• TASK TO COMPLETE: Please write out the full listing beneath this line exactly, skipping its images.

• DATA FOR PROCESSING:
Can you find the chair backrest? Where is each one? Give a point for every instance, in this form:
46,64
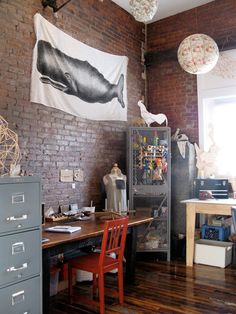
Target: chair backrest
113,240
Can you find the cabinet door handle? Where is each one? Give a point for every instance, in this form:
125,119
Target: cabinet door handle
13,218
13,268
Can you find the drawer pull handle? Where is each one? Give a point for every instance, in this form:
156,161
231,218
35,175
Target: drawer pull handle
13,218
13,268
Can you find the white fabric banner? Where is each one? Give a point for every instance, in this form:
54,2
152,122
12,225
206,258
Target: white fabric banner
73,77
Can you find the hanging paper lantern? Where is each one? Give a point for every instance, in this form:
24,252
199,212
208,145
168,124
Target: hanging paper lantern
143,10
198,54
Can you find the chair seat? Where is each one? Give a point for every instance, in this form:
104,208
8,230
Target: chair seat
113,241
90,263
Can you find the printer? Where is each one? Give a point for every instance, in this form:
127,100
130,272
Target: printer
218,188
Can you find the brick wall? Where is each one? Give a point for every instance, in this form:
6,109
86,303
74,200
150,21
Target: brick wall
170,89
50,139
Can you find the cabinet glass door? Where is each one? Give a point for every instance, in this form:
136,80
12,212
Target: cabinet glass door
149,185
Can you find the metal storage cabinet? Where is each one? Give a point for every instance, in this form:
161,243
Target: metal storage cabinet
149,185
20,245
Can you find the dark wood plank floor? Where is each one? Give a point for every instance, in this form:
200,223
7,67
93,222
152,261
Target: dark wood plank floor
163,287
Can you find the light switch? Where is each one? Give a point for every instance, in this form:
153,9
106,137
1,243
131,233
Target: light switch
78,175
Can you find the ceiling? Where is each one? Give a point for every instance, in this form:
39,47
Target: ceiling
167,7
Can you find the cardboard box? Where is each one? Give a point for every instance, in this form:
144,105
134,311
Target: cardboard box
213,253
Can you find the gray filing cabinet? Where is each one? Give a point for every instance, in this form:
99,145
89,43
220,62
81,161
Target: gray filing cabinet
149,185
20,245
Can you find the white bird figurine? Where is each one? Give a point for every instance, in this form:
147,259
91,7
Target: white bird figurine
149,117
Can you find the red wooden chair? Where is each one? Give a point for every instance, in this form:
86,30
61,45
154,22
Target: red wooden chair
113,241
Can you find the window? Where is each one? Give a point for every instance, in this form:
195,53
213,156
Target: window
219,129
217,116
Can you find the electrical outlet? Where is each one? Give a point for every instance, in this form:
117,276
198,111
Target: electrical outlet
78,175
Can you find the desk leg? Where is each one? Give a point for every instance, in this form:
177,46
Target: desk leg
46,281
190,227
130,254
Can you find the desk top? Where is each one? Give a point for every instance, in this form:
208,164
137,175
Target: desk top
89,228
213,201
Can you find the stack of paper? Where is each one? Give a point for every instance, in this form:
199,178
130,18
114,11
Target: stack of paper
67,229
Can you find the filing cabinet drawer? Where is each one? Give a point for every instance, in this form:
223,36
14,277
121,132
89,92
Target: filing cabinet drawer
20,256
22,298
19,206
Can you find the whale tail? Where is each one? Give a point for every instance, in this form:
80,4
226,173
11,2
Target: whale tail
120,87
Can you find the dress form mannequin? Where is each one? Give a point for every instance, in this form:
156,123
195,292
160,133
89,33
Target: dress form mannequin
115,186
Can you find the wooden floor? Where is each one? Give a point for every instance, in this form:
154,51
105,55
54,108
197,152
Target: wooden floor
163,287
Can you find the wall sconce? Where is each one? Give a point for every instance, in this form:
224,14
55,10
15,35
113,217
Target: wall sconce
53,4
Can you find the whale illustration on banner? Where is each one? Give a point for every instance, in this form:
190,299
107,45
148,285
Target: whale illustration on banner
76,77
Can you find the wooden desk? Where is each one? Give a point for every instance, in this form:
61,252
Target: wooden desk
90,234
194,206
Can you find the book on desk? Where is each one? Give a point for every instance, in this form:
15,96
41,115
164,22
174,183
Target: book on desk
64,229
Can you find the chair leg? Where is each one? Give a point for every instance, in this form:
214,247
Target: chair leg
120,284
70,282
101,292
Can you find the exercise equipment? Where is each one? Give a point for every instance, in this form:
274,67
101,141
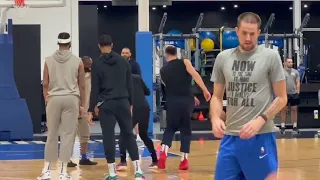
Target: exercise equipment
207,44
206,34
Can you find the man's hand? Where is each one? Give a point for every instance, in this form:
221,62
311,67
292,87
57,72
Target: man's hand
81,111
218,127
196,101
90,117
251,128
131,108
96,111
207,95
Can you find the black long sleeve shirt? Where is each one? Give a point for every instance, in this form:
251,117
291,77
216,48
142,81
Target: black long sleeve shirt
110,79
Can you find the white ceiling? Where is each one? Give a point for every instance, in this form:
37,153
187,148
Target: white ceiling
213,0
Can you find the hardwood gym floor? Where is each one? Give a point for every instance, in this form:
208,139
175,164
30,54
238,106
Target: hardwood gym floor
299,160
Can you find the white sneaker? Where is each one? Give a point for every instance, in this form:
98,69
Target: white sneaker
64,176
138,138
45,176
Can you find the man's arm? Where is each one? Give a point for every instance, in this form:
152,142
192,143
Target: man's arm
216,103
277,78
195,75
95,87
298,82
81,84
45,82
129,84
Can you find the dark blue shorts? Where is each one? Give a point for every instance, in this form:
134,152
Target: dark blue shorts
251,159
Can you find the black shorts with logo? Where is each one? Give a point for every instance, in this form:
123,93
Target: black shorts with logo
293,100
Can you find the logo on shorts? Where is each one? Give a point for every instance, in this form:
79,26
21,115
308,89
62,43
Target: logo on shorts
262,152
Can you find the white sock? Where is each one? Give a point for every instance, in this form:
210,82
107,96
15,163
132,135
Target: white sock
112,169
165,148
294,124
137,168
63,167
46,167
184,156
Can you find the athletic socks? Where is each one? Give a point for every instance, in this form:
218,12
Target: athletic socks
84,157
63,168
137,167
46,167
184,156
165,149
154,156
294,125
112,169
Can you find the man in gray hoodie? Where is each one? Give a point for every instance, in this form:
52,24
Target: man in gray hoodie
64,94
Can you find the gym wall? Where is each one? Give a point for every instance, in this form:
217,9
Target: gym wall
61,19
122,22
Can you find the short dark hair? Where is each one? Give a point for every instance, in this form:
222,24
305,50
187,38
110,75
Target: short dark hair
64,35
85,58
249,17
171,50
105,40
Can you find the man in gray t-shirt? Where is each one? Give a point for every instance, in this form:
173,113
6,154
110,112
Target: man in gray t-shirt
293,90
251,76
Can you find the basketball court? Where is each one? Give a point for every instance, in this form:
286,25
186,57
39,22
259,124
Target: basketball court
299,157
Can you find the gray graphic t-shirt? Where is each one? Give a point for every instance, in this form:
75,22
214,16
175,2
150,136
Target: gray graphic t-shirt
292,76
248,78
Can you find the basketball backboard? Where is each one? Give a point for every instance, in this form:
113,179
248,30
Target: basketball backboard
35,3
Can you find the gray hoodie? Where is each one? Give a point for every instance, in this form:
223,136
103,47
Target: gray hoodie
63,69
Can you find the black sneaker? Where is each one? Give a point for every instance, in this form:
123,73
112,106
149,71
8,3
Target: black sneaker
295,130
71,164
87,162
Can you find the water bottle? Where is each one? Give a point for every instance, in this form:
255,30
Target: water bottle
76,149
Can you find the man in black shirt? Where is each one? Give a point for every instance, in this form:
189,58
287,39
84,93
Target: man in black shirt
141,115
112,94
177,75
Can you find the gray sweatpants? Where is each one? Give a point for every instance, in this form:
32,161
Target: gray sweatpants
62,117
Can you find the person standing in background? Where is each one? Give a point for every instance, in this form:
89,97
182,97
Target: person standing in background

• ANSWER BOX:
Can you find the chair backrest? Where is each one? Give a point for every instance, in this form:
46,64
Target: chair backrest
113,240
Can you find the cabinet door handle? Where is each one? Give a point for every instance, in this form:
125,119
Target: cabinet door handle
13,218
13,268
Can you find the drawer pull handle? Where is each one? Give a point for every instance, in this form:
156,161
231,218
35,175
Target: drawer pull handle
13,218
13,268
Can you find the white fabric banner? Where is each one? Give a point for every instance, in this form:
54,2
152,122
12,225
206,258
Target: white fabric banner
73,77
Can you find the hanging paper lantern? Where is each one? Give a point for every instance, in this form:
24,252
199,212
208,145
168,124
Target: hanging paper lantern
143,10
198,54
Can you find the chair seat? Where is each one? Give a point for every instance, in this form:
104,208
8,230
Target: chair seat
113,241
90,263
Can you find the printer? Where is each one? Give a point for every instance, in this form:
127,100
130,272
Target: printer
218,188
Can you find the brick wall? Where is each one? Give a point for every instance, in this form:
6,109
86,303
74,200
150,21
Target: brick wall
170,89
50,139
Can you find the cabinet glass door? Where is each one? Give a point for every instance, in this form:
136,80
12,212
Target: cabinet glass door
149,185
Can you find the metal storage cabinet? Where is each one? Give a point for every instance, in this form:
161,243
Target: metal storage cabinet
149,185
20,245
Can you find the dark wood plank floor? Where is each one? Give a point for every instance, in this form:
200,223
7,67
93,222
152,261
Target: dark wood plank floor
163,287
Can you find the light switch? Where is each one? Give a point for every instance, in this form:
153,9
106,137
1,243
131,233
Target: light switch
78,175
Can you find the ceiling? Where is each one? Give a point for every instance, in this form:
39,47
Target: ceiling
167,7
Can you find the cardboard box? Where is each one? Give a point for every instance, in this form:
144,105
134,311
Target: cardboard box
213,253
Can you find the gray filing cabinet? Where is each one? Give a point for every instance, in this form:
99,145
89,43
220,62
81,161
Target: gray filing cabinet
149,185
20,245
Can you find the white bird figurine? Where is each one? Give a point for every instance, in this form:
147,259
91,7
Target: white bird figurine
149,117
Can you find the red wooden chair? Where is each one? Give a point for every instance, in this form:
86,30
61,45
154,22
Target: red wooden chair
113,241
Can you find the window? Where is each one? Give a point for every instance, in this form:
195,53
213,156
Target: window
219,129
217,116
Can you find the electrical outlet? Where is each one? Give a point for every instance, in this form:
117,276
198,111
Target: electrical outlet
78,175
Can you find the desk leg? Where is each one? Give a point for every instance, in this form:
177,46
Target: desk leg
46,281
190,227
130,254
Can you find the desk top? Where is each one? Give a point for every instance, in this form:
208,164
137,175
Target: desk top
89,228
213,201
Can you find the stack of paper? Where is each one? Give a point for every instance, in this form:
199,178
130,18
114,11
Target: stack of paper
67,229
Can you find the filing cabinet drawer? Where is each one? Give a point for every instance, in this form:
223,36
14,277
121,132
89,92
Target: filing cabinet drawer
20,256
22,298
19,206
Can you find the whale tail? Where is each one? Give a point for every instance, in this form:
80,4
226,173
11,2
Target: whale tail
120,87
Can you find the dress form mannequin? Where is each one? Give a point for every instance, in this form:
156,123
195,292
160,133
89,33
Target: dress form mannequin
115,186
Can you find the wooden floor? Where is each one? Give a point for every instance, in this form:
154,51
105,55
54,108
197,152
Target: wooden floor
163,287
Can you find the wall sconce? Where is each one? Give a point for every instance, in this form:
224,14
55,10
15,35
113,217
Target: wall sconce
53,4
Can you find the whale illustration on banner? Where is each one? Give a point for every instance, in this form:
190,299
107,45
148,285
Target: whale illustration on banner
76,77
Can you find the wooden desk? Where is each one? Give a point for every instance, in this form:
61,252
Target: wooden desk
90,234
194,206
Can you find the book on desk? Where is each one? Give a point for every instance, in this form:
15,96
41,115
164,22
174,183
Target: book on desk
64,229
Can you find the chair leg? Where is each one? Give a point for every instance, in this form:
214,247
Target: chair leg
120,284
70,282
101,292
Can you find the exercise equipment? Where is each one? Give a point for every instance, in this form:
274,67
101,141
Target: exercise equipment
207,44
206,34
Can you find the man's hand? Where is each one? Give a point for every instance, in this form:
221,62
311,67
292,87
57,72
Target: man's hand
81,111
218,127
196,101
90,117
251,128
131,108
96,111
207,95
Can you find the black long sleeve shirt? Where is each one? Give a point for every instance, in this form:
251,117
291,77
216,48
142,81
Target: black long sleeve shirt
110,79
Can you find the white ceiling? Where is each one? Give a point for every instance, in this form:
37,153
187,148
Target: white ceiling
213,0
Can you find the hardwood gym floor? Where is each one? Give a point for every instance, in this form:
208,139
175,164
30,54
238,106
Target: hardwood gym floor
299,160
Can you find the white sneaker? Where is each one? Give a point for every instance, in this form:
98,69
Target: white sneaker
64,176
138,138
45,176
Can you find the man's arm? Where is each one? Give a point for every instance, in this form:
152,142
192,143
Target: man's arm
216,103
277,78
195,75
95,87
298,82
81,84
45,82
129,84
Can you find the dark blue shorts? Where is each one? Give a point for every instance, in this form:
134,152
Target: dark blue shorts
251,159
Can you find the black shorts with logo? Where is each one? Give a point for every instance, in this form:
123,93
Target: black shorts with logo
293,100
Can you find the logo on shorts? Where is each one? Give a point for every instance, in this form:
79,26
21,115
308,89
62,43
Target: logo on shorts
262,152
Can you find the white sock? Where is each one? Give a point for every instance, in this form:
210,82
107,96
15,163
132,135
Target: white sock
112,169
165,148
294,124
137,168
63,167
46,167
184,156
Can you find the athletic socks? Where is each one? Give a point for every instance, in this form:
218,12
Target: athletic socks
84,157
63,168
137,167
46,167
184,156
165,149
154,156
294,125
112,169
Can you find the man in gray hoodie? Where is each one? Give a point for every instance, in this form:
52,24
Target: man in gray hoodie
64,94
Can you find the gym wall? Where is each one? Give a point for every instance, in this form:
217,9
Target: gym wall
61,19
122,22
Can you find the short dark hair? Where is each one? Give a point for every instance, in this form:
222,24
305,50
187,38
110,75
Target: short dark hair
64,35
85,58
249,17
171,50
105,40
Can you find the man in gray t-shirt? Where is each one? Give a point for every instance, in this form:
173,113
6,154
110,112
Target: man in gray t-shirt
293,90
251,76
Can you find the basketball court? Where is each one? Give a point for every instance, in this form:
286,25
186,57
39,22
259,124
Target: basketball court
299,157
Can you find the gray graphic t-shirt? Where is each one? Give a point for every instance, in this form:
75,22
214,16
175,2
150,136
Target: gray graphic t-shirt
292,76
248,78
Can you find the basketball backboard? Where is each one? Give a point for every instance, in this form:
113,179
248,30
Target: basketball backboard
35,3
Can you find the gray hoodie? Where is each one? Give a point for every instance, in this form:
223,136
103,47
Target: gray hoodie
63,69
Can you find the black sneaker? Where is each one? Give a point for every instance, in this form:
123,73
112,106
149,71
8,3
Target: black sneaker
295,130
71,164
87,162
Can you find the water bottle? Where is each one? Give a point for every instance, in this form:
255,30
Target: water bottle
76,149
Can you find the man in black shirt? Where is each one? Give a point for every instance, in this form:
189,58
287,39
84,93
Target: man in black shirt
141,115
112,94
177,75
Can you find the gray sweatpants? Where is each one? Give a point for every instance, in this form:
32,161
Target: gray sweatpants
62,117
Can you find the person standing in background? Where is each one? Give a point for every instance, in this form:
89,97
182,97
Target: person standing in background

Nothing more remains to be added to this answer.